▸ **Task**: The answer is to be an exact copy of the lines below running from the line with "Mark the bicycle rear" down to the line with "Mark the sepia tone", both ends included, and nothing more.

▸ **Input records**:
=====
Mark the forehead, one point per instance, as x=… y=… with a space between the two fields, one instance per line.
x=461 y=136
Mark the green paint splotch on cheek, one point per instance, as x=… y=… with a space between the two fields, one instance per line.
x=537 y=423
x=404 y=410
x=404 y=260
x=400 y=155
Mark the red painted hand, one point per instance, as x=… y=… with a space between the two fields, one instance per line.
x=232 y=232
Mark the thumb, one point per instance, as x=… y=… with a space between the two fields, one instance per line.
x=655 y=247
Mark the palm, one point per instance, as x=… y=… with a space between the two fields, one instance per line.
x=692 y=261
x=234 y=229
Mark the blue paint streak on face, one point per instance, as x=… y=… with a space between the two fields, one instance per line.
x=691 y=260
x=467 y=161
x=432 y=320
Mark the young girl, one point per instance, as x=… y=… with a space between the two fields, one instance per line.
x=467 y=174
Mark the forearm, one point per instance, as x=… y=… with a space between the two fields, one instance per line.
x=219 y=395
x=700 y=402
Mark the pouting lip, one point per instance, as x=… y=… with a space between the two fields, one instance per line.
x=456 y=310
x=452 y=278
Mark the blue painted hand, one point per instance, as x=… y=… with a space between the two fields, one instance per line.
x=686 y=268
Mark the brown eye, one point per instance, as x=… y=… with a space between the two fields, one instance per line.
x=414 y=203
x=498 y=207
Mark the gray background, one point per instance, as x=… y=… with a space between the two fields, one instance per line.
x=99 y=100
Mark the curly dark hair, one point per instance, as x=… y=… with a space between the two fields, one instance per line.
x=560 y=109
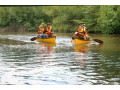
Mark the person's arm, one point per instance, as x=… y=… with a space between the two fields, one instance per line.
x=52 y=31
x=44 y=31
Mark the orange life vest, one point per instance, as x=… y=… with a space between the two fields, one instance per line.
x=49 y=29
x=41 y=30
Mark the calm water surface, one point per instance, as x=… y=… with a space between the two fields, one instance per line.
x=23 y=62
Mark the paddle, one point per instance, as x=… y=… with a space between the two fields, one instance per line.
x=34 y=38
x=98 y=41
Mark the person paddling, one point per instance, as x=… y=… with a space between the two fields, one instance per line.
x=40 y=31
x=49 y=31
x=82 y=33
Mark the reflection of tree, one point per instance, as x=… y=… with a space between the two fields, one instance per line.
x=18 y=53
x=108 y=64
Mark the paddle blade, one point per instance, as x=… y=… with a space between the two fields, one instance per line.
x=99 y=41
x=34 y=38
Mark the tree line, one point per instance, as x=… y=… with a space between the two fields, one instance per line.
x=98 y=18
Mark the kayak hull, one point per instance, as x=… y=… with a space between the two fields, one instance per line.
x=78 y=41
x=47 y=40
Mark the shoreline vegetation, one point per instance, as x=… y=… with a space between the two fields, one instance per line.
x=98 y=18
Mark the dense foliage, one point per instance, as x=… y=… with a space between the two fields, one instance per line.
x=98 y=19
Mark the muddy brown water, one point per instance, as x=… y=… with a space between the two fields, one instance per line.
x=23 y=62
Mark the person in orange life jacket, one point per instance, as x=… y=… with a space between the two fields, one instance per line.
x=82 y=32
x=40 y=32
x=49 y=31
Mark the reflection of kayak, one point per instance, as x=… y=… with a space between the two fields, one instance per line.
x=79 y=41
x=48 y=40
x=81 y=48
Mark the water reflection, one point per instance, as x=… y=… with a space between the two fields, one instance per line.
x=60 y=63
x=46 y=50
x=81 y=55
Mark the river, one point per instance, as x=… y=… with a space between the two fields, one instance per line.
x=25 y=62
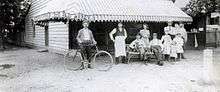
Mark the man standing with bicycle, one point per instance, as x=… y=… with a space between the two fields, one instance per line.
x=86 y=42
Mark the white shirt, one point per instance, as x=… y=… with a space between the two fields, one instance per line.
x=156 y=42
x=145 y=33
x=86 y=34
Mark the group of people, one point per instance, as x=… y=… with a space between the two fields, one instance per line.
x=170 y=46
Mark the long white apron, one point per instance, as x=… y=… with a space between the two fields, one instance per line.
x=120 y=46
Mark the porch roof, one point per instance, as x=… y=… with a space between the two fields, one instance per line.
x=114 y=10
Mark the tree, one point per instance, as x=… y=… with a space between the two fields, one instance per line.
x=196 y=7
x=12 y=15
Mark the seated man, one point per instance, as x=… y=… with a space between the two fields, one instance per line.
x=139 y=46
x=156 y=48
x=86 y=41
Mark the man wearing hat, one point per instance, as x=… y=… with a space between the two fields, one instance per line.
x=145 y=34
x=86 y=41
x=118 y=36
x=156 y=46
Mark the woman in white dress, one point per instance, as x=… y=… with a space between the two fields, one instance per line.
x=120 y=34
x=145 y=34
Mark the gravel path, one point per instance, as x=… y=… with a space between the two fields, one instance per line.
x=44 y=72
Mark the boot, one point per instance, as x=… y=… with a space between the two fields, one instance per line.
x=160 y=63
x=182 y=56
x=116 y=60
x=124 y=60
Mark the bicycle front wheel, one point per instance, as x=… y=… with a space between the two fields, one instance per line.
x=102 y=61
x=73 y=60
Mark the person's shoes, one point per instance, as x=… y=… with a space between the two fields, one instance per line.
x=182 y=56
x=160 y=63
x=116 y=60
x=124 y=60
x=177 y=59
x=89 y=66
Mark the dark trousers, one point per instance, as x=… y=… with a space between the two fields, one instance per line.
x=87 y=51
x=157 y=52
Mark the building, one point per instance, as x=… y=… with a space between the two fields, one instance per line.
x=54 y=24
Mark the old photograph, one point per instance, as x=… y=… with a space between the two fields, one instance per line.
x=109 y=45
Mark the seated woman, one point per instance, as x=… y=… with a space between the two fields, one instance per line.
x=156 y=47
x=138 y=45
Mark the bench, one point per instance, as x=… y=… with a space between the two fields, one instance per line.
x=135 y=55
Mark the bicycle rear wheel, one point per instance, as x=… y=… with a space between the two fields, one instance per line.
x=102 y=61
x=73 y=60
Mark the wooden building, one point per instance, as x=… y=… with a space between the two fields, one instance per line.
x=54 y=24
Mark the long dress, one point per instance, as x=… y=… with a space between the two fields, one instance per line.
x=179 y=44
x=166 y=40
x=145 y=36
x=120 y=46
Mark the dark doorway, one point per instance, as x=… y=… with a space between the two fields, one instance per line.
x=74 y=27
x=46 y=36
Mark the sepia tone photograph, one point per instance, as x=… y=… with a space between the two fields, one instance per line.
=====
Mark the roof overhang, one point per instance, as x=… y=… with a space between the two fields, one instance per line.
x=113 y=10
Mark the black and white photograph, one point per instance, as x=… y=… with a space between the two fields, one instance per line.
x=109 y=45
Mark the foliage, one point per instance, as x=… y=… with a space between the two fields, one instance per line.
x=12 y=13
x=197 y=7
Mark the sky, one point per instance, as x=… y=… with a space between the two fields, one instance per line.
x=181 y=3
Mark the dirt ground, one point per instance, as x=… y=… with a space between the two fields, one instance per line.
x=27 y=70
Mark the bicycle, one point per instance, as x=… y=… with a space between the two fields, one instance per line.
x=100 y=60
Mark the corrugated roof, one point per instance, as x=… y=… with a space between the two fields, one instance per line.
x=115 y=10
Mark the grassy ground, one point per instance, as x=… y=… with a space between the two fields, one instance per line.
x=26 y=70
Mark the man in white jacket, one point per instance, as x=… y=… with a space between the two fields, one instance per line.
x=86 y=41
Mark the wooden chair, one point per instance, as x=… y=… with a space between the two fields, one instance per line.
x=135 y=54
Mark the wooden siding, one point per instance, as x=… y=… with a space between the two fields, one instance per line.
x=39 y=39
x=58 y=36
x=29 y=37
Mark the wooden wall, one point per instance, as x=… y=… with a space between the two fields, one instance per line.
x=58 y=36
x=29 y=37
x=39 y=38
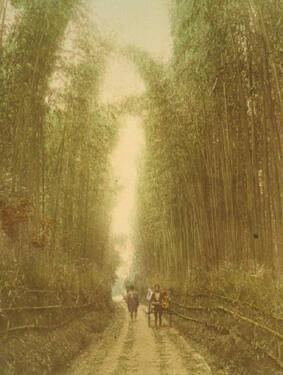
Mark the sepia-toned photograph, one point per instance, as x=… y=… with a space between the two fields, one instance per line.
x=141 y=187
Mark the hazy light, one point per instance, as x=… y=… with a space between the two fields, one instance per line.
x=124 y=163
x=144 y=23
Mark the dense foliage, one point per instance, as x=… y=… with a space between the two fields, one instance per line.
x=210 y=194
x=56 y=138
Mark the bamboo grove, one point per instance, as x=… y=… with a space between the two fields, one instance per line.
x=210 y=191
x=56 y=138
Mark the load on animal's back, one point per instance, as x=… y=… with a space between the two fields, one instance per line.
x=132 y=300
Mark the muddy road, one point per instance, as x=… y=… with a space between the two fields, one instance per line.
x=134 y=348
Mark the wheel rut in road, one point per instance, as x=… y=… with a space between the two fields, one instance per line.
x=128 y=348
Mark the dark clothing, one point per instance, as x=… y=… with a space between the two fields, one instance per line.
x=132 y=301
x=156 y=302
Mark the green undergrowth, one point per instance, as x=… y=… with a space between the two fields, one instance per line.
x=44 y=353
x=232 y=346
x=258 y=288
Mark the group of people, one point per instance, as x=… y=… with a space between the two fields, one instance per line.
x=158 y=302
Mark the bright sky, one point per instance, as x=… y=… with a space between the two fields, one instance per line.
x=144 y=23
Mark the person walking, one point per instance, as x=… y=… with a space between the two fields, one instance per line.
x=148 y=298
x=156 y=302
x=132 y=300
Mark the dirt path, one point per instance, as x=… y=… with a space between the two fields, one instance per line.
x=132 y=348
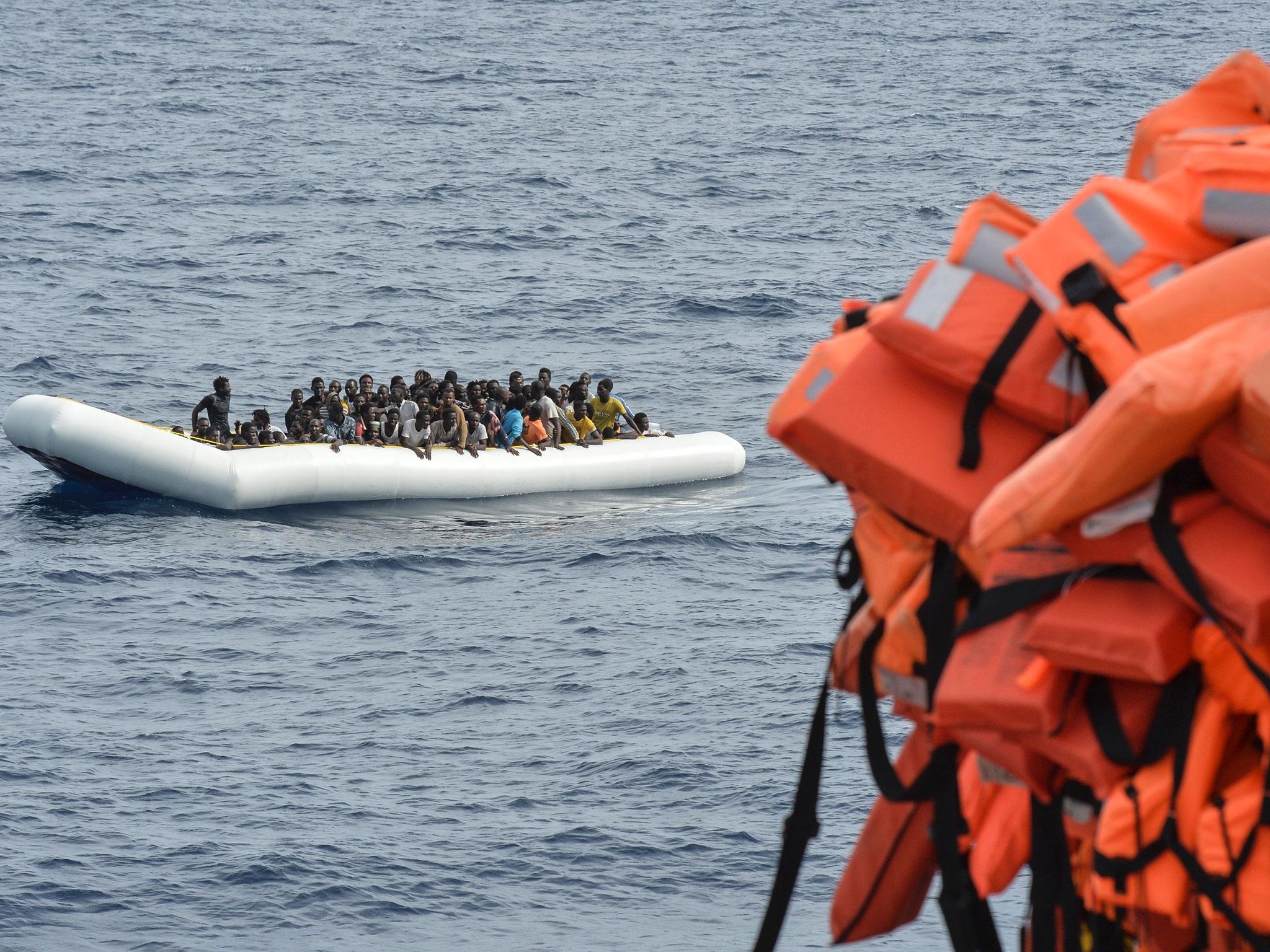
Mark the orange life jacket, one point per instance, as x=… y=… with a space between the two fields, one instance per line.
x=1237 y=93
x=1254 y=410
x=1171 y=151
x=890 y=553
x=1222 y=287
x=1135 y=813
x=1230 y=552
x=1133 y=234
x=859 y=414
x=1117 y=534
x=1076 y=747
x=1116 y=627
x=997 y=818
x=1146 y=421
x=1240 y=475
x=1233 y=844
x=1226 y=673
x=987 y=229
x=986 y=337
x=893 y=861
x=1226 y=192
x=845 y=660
=====
▸ **Written answer**:
Mark the bicycle rear wheel, one point per instance, as x=… y=… with a space between the two fields, one instance per line.
x=102 y=61
x=73 y=60
Mark the wooden building, one point per instance, as x=… y=… with a space between the two fields, one instance per line.
x=54 y=24
Mark the long dress, one point per instance, as x=… y=… with a space between the two fields, one instance per line.
x=179 y=44
x=166 y=40
x=145 y=36
x=120 y=46
Mark the dark doorway, one point per instance, as x=… y=… with a space between the two fields, one instance per line.
x=74 y=27
x=46 y=36
Mark the sepia tone photograph, one point per instance, as x=… y=… with a space between the two fields, one instance per line.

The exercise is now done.